Work instructions: Everything in the data that follows has to be repeated verbatim.

Data provided:
┌────────
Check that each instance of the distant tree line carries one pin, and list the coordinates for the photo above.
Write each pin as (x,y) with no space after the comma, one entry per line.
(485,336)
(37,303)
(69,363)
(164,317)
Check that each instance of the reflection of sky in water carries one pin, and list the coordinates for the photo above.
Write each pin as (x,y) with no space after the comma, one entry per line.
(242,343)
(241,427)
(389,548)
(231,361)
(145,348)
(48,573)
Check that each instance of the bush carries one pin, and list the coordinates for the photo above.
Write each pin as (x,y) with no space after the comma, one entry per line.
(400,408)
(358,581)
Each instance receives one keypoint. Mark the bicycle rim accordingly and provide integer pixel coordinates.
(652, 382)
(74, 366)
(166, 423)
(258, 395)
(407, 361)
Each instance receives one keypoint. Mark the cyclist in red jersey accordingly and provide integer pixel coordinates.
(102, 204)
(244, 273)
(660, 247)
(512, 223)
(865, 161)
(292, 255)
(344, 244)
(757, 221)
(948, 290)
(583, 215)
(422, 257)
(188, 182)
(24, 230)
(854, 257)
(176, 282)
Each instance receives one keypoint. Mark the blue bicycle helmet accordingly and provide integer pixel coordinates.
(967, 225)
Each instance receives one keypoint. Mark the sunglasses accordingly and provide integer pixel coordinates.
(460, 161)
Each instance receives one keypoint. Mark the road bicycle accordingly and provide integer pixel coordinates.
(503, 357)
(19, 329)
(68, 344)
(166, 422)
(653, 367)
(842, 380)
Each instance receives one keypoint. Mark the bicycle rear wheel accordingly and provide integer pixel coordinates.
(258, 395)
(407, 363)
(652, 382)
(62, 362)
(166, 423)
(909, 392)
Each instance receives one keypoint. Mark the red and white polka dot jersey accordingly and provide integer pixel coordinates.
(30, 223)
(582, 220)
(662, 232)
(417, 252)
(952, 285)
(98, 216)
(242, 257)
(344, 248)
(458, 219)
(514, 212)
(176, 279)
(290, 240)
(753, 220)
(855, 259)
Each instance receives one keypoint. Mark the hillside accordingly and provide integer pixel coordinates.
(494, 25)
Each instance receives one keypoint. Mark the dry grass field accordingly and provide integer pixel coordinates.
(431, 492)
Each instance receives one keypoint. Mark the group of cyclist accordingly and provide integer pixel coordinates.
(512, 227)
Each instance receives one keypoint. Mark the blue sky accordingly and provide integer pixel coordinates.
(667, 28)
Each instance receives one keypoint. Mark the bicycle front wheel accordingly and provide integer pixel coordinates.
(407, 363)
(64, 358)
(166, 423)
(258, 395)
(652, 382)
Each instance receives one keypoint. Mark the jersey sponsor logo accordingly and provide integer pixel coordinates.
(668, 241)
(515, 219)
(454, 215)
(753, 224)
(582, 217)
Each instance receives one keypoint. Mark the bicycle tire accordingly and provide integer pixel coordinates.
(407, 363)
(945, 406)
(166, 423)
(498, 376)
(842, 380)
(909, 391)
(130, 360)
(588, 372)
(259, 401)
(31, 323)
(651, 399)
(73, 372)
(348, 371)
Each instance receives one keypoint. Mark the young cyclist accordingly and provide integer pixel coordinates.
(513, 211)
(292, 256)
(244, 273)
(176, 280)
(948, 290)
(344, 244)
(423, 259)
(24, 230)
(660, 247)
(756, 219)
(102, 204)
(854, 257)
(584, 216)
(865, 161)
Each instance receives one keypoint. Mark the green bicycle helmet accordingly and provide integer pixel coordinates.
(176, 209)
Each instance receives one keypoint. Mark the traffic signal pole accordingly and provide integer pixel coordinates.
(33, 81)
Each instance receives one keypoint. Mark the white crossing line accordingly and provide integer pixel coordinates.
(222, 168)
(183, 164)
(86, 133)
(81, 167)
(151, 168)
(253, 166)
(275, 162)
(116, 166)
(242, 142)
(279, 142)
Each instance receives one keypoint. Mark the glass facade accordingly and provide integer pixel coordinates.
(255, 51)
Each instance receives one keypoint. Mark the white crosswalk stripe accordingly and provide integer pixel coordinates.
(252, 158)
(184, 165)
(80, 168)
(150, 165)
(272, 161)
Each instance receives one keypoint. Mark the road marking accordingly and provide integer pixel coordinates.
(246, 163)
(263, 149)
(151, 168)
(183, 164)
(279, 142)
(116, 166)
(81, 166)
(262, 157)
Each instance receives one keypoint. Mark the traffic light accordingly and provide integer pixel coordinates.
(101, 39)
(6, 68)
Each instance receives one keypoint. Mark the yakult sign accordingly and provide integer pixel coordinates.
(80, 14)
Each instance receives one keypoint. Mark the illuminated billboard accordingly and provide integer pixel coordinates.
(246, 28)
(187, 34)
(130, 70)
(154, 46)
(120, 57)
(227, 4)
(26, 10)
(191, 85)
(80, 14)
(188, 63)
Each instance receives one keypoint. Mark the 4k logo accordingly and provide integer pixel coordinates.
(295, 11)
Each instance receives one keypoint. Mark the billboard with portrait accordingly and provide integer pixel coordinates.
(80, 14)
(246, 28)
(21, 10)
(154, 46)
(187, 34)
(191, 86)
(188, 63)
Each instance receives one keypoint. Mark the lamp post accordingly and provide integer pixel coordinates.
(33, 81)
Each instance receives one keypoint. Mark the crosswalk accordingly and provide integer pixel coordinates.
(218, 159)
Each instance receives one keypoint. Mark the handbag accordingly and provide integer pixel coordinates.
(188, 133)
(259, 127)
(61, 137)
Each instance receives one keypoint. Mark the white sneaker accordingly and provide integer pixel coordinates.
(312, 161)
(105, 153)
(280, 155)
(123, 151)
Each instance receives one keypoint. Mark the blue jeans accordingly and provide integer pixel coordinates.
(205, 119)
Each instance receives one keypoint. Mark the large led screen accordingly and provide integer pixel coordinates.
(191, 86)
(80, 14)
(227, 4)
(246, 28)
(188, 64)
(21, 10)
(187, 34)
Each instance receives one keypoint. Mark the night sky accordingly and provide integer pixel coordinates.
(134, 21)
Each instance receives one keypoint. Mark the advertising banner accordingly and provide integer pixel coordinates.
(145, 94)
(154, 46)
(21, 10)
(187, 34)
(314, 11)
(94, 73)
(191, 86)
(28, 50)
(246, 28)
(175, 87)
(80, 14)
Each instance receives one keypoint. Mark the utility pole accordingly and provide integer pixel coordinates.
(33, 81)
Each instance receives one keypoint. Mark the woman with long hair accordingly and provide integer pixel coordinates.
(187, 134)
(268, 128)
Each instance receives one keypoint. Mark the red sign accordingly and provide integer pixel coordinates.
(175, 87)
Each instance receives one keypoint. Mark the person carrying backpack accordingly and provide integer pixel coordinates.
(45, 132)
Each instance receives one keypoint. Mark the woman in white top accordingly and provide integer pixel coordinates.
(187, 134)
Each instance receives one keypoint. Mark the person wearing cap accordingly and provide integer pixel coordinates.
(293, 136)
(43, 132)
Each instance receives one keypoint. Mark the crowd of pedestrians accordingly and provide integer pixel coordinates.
└────────
Problem solution:
Check that each instance of the distant tree line carries one pin, and list the coordinates for the photo above.
Write each pin as (x,y) with no space after the comma, one entry per line.
(485,336)
(37,303)
(69,363)
(164,317)
Check that each instance of the reflection of sky in water carries one pin, and list the coordinates for the photo above.
Write each pin as (x,y) with no space after the comma, one entry per line.
(242,343)
(241,427)
(389,548)
(231,361)
(145,348)
(48,573)
Check that each instance of the bush carries one pin, and list the coordinates for the photo above.
Write each pin as (x,y) with no space after the comma, one entry per line.
(400,408)
(358,581)
Each instance receives one keypoint. Mark the bicycle rim accordingly and provide integer pixel coordinates.
(652, 382)
(74, 366)
(166, 423)
(258, 395)
(407, 361)
Each instance receives one keypoint. Mark the cyclist in red jersey accordingly and provide integer pixel coordinates.
(102, 204)
(244, 273)
(660, 247)
(512, 223)
(865, 161)
(292, 255)
(344, 244)
(757, 221)
(948, 290)
(583, 215)
(422, 257)
(188, 182)
(24, 230)
(854, 257)
(176, 282)
Each instance receives one keypoint. Mark the blue bicycle helmet accordingly and provide integer pixel coordinates.
(967, 225)
Each instance receives one keypoint. Mark the sunglasses accordingly and provide integer pixel coordinates.
(460, 161)
Each instance receives one keypoint. Mark the road bicycle accordingly and provide integer pixel coordinates.
(503, 357)
(19, 329)
(68, 344)
(166, 422)
(653, 367)
(842, 380)
Each instance receives one keypoint. Mark the bicycle rear wheel accordingly and provide integer pixel coordinates.
(258, 395)
(407, 363)
(652, 382)
(62, 362)
(166, 423)
(909, 392)
Each instance receives one keypoint. Mark the red and white polka dot jersey accordingly and provide integer pixel coordinates.
(30, 223)
(582, 220)
(662, 232)
(417, 252)
(952, 285)
(98, 216)
(242, 257)
(344, 248)
(458, 219)
(514, 212)
(176, 279)
(290, 240)
(753, 220)
(855, 259)
Each instance receives one keypoint. Mark the hillside accordingly and provide integer pixel coordinates.
(494, 25)
Each instance receives one keypoint. Mark the dry grass field accordingly and provide integer pixel coordinates.
(431, 492)
Each instance receives one keypoint. Mark the group of cyclist accordingly and provide integer pixel coordinates.
(512, 227)
Each instance receives one keypoint. Mark the blue sky accordingly and provide integer pixel coordinates.
(667, 28)
Each instance receives one keypoint. Mark the bicycle front wheel accordingly and provide integer pixel coordinates.
(407, 363)
(64, 358)
(166, 423)
(258, 395)
(652, 382)
Each instance receives one keypoint. Mark the jersey sponsor logo accordingly and provide integer pixel coordinates.
(668, 241)
(515, 219)
(454, 215)
(753, 224)
(582, 217)
Each instance receives one keypoint. Mark the bicycle tire accordingly and provide integer pixel coordinates.
(407, 363)
(945, 406)
(166, 423)
(498, 376)
(842, 380)
(909, 391)
(130, 360)
(588, 372)
(259, 401)
(31, 323)
(651, 399)
(73, 372)
(348, 371)
Each instance receives one keypoint. Mark the young cyclist accordingly and provide integer pixel coordinates.
(513, 211)
(292, 256)
(244, 273)
(176, 280)
(948, 290)
(344, 244)
(423, 259)
(24, 230)
(660, 247)
(756, 219)
(102, 204)
(854, 257)
(584, 216)
(865, 161)
Each instance receives one keypoint. Mark the green bicycle helmet accordingly and provide integer pixel coordinates.
(176, 209)
Each instance receives one keypoint. Mark the traffic signal pole accordingly and provide integer pixel coordinates.
(33, 81)
Each instance receives one keypoint. Mark the white crossing line accordingly and provide integer pixel coordinates.
(222, 168)
(183, 164)
(86, 133)
(81, 167)
(151, 168)
(253, 166)
(275, 162)
(116, 166)
(242, 142)
(279, 142)
Each instance receives one keypoint. Mark the glass facade accordingly and provide integer pixel coordinates.
(255, 51)
Each instance receives one keypoint. Mark the white crosswalk stripe accordingly and provide integer pixel coordinates.
(252, 158)
(184, 165)
(80, 168)
(150, 165)
(272, 161)
Each instance receives one keypoint. Mark the road marking accordingly and provide integer pixel coordinates.
(246, 163)
(263, 149)
(151, 168)
(183, 164)
(279, 142)
(116, 166)
(81, 166)
(262, 157)
Each instance receives one keypoint. Mark the traffic light accordingly and provide integer pixel coordinates.
(101, 39)
(6, 68)
Each instance receives one keypoint. Mark the yakult sign accordingly and provide integer pixel coordinates.
(80, 14)
Each instance receives one keypoint. Mark the illuminated billboard accordingly and provide integer pixel coordinates.
(246, 28)
(187, 34)
(130, 70)
(154, 46)
(120, 57)
(227, 4)
(26, 10)
(191, 85)
(80, 14)
(188, 63)
Each instance receives one keypoint. Mark the 4k logo accordingly and provide integer pixel coordinates.
(295, 11)
Each instance receives one keypoint. Mark the billboard with portrait accordingly and provide integer pixel coordinates.
(80, 14)
(246, 28)
(21, 10)
(154, 46)
(187, 34)
(191, 86)
(188, 63)
Each instance receives one keypoint. Mark the lamp post accordingly and provide integer pixel coordinates.
(33, 81)
Each instance receives one keypoint. Mark the crosswalk accordingly and provide integer pixel coordinates.
(218, 159)
Each instance receives one keypoint. Mark the handbag accordingly and provide integer pixel coordinates.
(188, 133)
(259, 127)
(61, 137)
Each instance receives one keypoint. Mark the white sneaker accordingly and provide integer pixel coordinates.
(312, 161)
(105, 153)
(280, 155)
(123, 151)
Each instance receives one keypoint. Mark the blue jeans accordingly and provide integer pixel coordinates.
(205, 119)
Each instance receives one keypoint. Mark the large led screen accordingly and provide integer pixel coordinates.
(191, 86)
(80, 14)
(227, 4)
(246, 28)
(188, 64)
(21, 10)
(187, 34)
Each instance receives one keypoint. Mark the night sky accordingly and provide integer pixel coordinates.
(134, 21)
Each instance receives one keypoint. Mark the advertising banner accordingly and provide integer pixel coordinates.
(145, 94)
(154, 46)
(21, 10)
(187, 34)
(314, 11)
(94, 73)
(191, 86)
(28, 50)
(246, 28)
(175, 87)
(80, 14)
Each instance receives one keypoint. Mark the utility pole accordingly and provide integer pixel coordinates.
(33, 81)
Each instance receives one keypoint. Mark the woman with long hair accordingly and provide integer pixel coordinates.
(187, 134)
(268, 128)
Each instance receives one keypoint. Mark the red sign accordingly and provide integer pixel coordinates.
(175, 87)
Each instance receives one keypoint. Mark the person carrying backpack accordingly and provide integer pixel coordinates.
(45, 132)
Each instance receives one keypoint. Mark the woman in white top accordingly and provide integer pixel coordinates.
(187, 134)
Each instance receives one keypoint. Mark the person wearing cap accordingly and provide integer pixel coordinates.
(293, 136)
(43, 132)
Each instance receives one keypoint. Mark the crowd of pedestrians accordingly and provide integer pixel coordinates.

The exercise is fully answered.